**Set task**
Print exactly the lines from the one containing "Target: pearl necklace" through the last line of the listing, both included.

**Given data**
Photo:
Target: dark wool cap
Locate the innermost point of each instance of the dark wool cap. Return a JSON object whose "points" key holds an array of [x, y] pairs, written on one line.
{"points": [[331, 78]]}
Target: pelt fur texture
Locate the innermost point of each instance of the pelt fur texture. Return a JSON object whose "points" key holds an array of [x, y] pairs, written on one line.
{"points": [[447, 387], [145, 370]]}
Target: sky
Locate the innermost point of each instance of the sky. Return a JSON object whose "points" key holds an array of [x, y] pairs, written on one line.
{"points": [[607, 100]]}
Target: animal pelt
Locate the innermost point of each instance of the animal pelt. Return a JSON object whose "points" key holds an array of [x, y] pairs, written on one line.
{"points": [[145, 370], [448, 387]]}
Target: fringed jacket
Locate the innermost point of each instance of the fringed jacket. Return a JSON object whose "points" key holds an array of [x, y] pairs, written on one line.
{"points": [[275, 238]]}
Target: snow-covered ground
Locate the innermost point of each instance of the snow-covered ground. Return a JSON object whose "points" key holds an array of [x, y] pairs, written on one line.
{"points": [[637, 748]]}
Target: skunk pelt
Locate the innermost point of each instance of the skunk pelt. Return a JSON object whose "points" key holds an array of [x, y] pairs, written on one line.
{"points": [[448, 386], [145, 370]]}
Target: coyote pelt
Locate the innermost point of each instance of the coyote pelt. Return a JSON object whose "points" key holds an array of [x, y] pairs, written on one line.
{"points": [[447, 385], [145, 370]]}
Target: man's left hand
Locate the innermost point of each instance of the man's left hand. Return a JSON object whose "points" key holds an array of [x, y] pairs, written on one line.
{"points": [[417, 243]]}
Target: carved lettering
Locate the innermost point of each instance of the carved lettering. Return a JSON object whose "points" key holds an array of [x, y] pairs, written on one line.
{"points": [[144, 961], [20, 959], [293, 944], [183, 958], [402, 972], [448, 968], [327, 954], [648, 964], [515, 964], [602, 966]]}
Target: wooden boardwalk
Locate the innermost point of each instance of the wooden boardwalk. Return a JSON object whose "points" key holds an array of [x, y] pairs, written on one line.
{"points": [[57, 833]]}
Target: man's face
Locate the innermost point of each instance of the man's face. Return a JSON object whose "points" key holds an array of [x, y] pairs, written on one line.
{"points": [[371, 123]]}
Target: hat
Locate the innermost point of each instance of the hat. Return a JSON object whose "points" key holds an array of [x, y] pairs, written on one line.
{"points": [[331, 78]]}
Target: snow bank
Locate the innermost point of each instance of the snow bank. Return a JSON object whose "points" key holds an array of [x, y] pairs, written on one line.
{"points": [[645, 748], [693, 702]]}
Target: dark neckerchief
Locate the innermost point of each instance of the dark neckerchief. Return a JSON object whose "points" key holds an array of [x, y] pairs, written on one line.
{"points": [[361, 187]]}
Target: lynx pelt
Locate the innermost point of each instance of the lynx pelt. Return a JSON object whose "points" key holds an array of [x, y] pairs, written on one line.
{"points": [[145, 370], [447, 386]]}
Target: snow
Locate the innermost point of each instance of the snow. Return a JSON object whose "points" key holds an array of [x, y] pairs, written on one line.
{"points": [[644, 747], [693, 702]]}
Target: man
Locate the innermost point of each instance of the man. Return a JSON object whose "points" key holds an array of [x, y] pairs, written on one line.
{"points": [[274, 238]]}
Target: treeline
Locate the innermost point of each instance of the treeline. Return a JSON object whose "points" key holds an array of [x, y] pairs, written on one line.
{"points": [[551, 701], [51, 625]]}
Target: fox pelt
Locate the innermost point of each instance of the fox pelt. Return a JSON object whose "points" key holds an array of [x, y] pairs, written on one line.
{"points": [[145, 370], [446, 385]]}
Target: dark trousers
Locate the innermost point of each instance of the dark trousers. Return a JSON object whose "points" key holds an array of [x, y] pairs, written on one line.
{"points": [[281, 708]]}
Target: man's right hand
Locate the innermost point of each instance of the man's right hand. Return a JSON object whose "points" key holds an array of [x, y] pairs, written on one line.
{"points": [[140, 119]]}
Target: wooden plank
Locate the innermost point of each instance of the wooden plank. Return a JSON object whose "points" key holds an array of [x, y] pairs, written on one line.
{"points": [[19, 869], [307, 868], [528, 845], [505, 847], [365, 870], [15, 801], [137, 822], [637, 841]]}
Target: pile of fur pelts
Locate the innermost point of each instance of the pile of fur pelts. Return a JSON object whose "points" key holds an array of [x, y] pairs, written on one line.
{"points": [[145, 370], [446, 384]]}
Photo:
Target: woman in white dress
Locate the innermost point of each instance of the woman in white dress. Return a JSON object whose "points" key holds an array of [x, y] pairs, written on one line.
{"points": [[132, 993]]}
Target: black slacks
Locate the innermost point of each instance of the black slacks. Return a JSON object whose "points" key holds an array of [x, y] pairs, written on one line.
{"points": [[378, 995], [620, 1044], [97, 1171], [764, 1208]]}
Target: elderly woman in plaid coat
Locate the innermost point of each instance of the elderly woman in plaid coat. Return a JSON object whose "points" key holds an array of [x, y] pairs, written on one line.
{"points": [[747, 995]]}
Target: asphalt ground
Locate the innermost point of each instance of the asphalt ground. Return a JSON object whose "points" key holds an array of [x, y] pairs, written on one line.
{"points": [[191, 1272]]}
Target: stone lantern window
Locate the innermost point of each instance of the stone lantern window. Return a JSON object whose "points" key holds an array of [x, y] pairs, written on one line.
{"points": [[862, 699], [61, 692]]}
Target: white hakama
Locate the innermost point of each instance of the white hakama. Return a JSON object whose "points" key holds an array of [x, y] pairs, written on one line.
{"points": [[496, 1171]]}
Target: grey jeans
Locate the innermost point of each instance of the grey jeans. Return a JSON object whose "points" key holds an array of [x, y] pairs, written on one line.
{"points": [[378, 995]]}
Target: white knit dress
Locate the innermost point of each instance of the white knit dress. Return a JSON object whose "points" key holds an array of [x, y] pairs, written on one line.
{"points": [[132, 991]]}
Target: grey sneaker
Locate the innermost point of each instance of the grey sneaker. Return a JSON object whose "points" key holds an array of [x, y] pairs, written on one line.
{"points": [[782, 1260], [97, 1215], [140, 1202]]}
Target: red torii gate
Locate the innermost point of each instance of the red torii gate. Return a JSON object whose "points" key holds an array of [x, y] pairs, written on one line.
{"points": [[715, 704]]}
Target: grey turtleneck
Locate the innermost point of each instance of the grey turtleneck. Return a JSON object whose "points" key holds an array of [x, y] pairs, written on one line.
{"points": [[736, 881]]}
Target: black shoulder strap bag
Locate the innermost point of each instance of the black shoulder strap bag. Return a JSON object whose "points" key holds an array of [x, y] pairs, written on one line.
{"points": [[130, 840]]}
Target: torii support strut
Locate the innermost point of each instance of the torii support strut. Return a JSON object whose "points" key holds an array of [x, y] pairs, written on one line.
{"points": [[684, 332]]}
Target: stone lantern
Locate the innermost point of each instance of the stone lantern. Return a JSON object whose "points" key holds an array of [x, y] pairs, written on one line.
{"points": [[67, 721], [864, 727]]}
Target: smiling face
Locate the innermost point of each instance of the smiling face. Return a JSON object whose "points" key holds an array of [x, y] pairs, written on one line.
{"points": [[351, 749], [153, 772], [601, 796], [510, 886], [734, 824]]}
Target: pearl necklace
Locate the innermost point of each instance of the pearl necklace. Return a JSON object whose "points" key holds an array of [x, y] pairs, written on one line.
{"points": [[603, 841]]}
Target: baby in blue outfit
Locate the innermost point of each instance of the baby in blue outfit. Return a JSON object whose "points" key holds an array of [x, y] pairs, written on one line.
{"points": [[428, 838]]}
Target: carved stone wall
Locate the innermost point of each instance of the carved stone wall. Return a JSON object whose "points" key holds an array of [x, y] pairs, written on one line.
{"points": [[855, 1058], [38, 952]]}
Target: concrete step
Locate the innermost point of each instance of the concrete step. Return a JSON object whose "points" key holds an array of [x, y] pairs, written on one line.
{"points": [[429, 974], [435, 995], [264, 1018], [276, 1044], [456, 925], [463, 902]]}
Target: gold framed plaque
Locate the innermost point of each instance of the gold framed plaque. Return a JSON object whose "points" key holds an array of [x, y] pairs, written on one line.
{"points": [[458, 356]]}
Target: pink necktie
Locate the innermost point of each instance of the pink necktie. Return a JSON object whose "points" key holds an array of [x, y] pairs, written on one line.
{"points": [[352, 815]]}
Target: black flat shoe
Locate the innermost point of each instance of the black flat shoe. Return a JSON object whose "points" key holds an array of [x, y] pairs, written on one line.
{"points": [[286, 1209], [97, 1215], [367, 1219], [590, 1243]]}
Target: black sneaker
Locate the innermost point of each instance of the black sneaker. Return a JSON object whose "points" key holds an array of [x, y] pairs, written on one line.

**Completed task**
Target: pearl necklace
Locate the innermost point of each instance of the pearl necklace. Return a JSON object whose "points" key holds an array of [x, y] pairs, written on one line.
{"points": [[603, 841]]}
Target: baby in blue outfit
Locate the innermost point of each instance of the baby in blue outfit. Return a JSON object whose "points" key holds an array of [x, y] pairs, written on one line.
{"points": [[428, 838]]}
Target: carved stone wall
Locate the innermost point of each instance of the carved stone wall. Return a JSON object whose "points" key holds an array of [x, y] pairs, written on one line.
{"points": [[855, 1058], [38, 952]]}
Target: concrete step
Locate the innermost point of each instance of the concrete step. Return a JSON object whose "points" key holds an array of [x, y] pairs, written on one line.
{"points": [[429, 974], [435, 995], [264, 1018], [276, 1044], [456, 925], [463, 902]]}
Target: gold framed plaque
Locate the innermost point of each instance of the gold framed plaque. Return a JSON object whose "points" key holds an array of [x, y] pairs, written on one line.
{"points": [[458, 356]]}
Target: pink necktie
Locate the innermost point of each instance of the pink necktie. Return a JSON object whose "points" key holds an array of [x, y] pairs, written on one line.
{"points": [[352, 815]]}
Target: black flat shoe
Locate the innermost point of each instance of the black flat shoe. Return a JSON object whose "points" key holds an array of [x, y] pairs, written on one line.
{"points": [[286, 1209], [97, 1215], [367, 1219], [590, 1243]]}
Target: black sneaker
Locate the innermost point of each instance of the black sneaker. Return a JSON object whose "points" key holds an array of [x, y] pairs, written on one line.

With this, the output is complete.